Segment Start: RECORDS TO USE

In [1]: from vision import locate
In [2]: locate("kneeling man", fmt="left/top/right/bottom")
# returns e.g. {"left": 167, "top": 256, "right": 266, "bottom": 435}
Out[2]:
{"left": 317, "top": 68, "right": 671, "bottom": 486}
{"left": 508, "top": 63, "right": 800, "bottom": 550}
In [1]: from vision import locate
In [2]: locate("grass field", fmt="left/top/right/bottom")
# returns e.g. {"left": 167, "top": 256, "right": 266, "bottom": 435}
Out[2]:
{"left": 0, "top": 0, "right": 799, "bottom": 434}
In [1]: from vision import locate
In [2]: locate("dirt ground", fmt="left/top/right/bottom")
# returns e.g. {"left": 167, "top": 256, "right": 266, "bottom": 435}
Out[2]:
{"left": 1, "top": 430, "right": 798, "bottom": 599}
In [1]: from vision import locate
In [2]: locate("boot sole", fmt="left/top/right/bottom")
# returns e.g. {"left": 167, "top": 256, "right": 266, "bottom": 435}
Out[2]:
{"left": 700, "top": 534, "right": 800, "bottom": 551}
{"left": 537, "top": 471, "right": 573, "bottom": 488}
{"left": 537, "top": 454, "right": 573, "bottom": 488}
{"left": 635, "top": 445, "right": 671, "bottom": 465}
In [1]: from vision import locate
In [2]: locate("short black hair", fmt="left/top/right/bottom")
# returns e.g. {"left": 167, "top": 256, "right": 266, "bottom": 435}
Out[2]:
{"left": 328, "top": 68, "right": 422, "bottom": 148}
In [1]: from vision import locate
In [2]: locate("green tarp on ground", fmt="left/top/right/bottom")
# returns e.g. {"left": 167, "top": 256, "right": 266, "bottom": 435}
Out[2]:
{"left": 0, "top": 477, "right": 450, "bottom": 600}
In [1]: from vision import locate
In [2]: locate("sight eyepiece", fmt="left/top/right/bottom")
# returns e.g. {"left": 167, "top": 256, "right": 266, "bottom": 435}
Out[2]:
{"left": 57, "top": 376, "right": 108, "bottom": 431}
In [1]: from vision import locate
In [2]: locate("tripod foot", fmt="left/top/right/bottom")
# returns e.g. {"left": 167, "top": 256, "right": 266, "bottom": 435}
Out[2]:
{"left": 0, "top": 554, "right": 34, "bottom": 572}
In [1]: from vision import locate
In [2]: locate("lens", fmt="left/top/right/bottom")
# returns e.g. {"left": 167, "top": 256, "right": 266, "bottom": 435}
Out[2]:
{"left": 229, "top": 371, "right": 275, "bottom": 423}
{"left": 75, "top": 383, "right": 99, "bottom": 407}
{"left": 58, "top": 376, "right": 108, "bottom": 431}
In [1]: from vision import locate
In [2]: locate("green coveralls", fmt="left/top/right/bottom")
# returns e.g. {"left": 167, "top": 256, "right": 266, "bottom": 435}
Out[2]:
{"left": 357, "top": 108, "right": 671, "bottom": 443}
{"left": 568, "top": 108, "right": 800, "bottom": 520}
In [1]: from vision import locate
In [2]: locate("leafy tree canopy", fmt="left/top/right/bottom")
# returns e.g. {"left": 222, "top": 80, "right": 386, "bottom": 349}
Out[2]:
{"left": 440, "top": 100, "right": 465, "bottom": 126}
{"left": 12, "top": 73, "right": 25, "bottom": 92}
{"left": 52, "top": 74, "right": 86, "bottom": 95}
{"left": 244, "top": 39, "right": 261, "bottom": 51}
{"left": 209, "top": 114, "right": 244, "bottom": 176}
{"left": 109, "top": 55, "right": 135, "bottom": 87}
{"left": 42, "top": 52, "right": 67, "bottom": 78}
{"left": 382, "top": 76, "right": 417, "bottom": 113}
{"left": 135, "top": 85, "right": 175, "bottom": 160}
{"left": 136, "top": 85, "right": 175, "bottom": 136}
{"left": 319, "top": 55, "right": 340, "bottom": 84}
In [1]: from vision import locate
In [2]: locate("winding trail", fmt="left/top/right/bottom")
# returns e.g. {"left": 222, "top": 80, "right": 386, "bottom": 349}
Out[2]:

Segment End: RECORDS TO USE

## WORK REQUEST
Give back the full listing above, exactly as it reads.

## YOUR SOLUTION
In [1]: from vision import locate
In [2]: locate("kneeling man", fmt="left/top/right/bottom")
# returns e.g. {"left": 167, "top": 256, "right": 266, "bottom": 435}
Out[2]:
{"left": 317, "top": 68, "right": 671, "bottom": 486}
{"left": 508, "top": 63, "right": 800, "bottom": 550}
In [1]: from vision import locate
In [2]: locate("grass field", fmt="left/top/right/bottom")
# returns e.g. {"left": 167, "top": 256, "right": 266, "bottom": 435}
Out[2]:
{"left": 0, "top": 0, "right": 799, "bottom": 434}
In [1]: from vision import locate
In [2]: locate("dirt ground", fmt="left/top/right/bottom")
# returns e.g. {"left": 167, "top": 256, "right": 266, "bottom": 435}
Out[2]:
{"left": 1, "top": 430, "right": 798, "bottom": 599}
In [1]: from vision import locate
In [2]: locate("boot sole", fmt="left/top/right/bottom")
# returns e.g. {"left": 167, "top": 256, "right": 266, "bottom": 435}
Out[2]:
{"left": 700, "top": 534, "right": 800, "bottom": 551}
{"left": 537, "top": 471, "right": 573, "bottom": 488}
{"left": 537, "top": 454, "right": 573, "bottom": 488}
{"left": 635, "top": 445, "right": 671, "bottom": 465}
In [1]: from vision import locate
In [2]: locate("short black hair", fmt="left/top/right/bottom")
# returns e.g. {"left": 167, "top": 256, "right": 266, "bottom": 435}
Out[2]:
{"left": 328, "top": 68, "right": 422, "bottom": 148}
In [1]: from vision import locate
In [2]: locate("green tarp on ground", fmt="left/top/right/bottom")
# returns e.g. {"left": 167, "top": 256, "right": 266, "bottom": 435}
Out[2]:
{"left": 0, "top": 477, "right": 450, "bottom": 600}
In [1]: from vision import locate
In [2]: locate("sight eyepiece", fmt="left/top/right/bottom")
# returns e.g. {"left": 167, "top": 256, "right": 266, "bottom": 435}
Out[2]:
{"left": 57, "top": 376, "right": 108, "bottom": 431}
In [1]: from vision import locate
In [2]: locate("tripod foot", fmt="left/top/right/bottom")
# returns e.g. {"left": 167, "top": 256, "right": 266, "bottom": 435}
Out[2]:
{"left": 0, "top": 554, "right": 34, "bottom": 572}
In [1]: from vision import locate
In [2]: locate("lens", fmt="left/top/right/bottom")
# returns e.g. {"left": 167, "top": 256, "right": 266, "bottom": 435}
Out[2]:
{"left": 229, "top": 371, "right": 275, "bottom": 423}
{"left": 75, "top": 383, "right": 99, "bottom": 407}
{"left": 58, "top": 376, "right": 108, "bottom": 431}
In [1]: from vision import locate
In [2]: locate("green coveralls", fmt="left/top/right/bottom")
# returns e.g. {"left": 167, "top": 256, "right": 266, "bottom": 435}
Out[2]:
{"left": 357, "top": 108, "right": 671, "bottom": 443}
{"left": 568, "top": 108, "right": 800, "bottom": 520}
In [1]: from vision import locate
In [2]: locate("leafy tree canopy", fmt="left/top/right/bottom")
# returns e.g. {"left": 222, "top": 80, "right": 386, "bottom": 349}
Out[2]:
{"left": 440, "top": 100, "right": 465, "bottom": 126}
{"left": 12, "top": 73, "right": 25, "bottom": 92}
{"left": 52, "top": 74, "right": 86, "bottom": 95}
{"left": 244, "top": 39, "right": 261, "bottom": 51}
{"left": 209, "top": 114, "right": 244, "bottom": 176}
{"left": 109, "top": 55, "right": 135, "bottom": 87}
{"left": 42, "top": 52, "right": 67, "bottom": 78}
{"left": 382, "top": 76, "right": 417, "bottom": 113}
{"left": 135, "top": 85, "right": 175, "bottom": 160}
{"left": 136, "top": 85, "right": 175, "bottom": 136}
{"left": 319, "top": 55, "right": 340, "bottom": 84}
In [1]: from vision import locate
In [2]: locate("winding trail", fmt="left/top/right/bottom")
# returns e.g. {"left": 222, "top": 80, "right": 386, "bottom": 349}
Out[2]:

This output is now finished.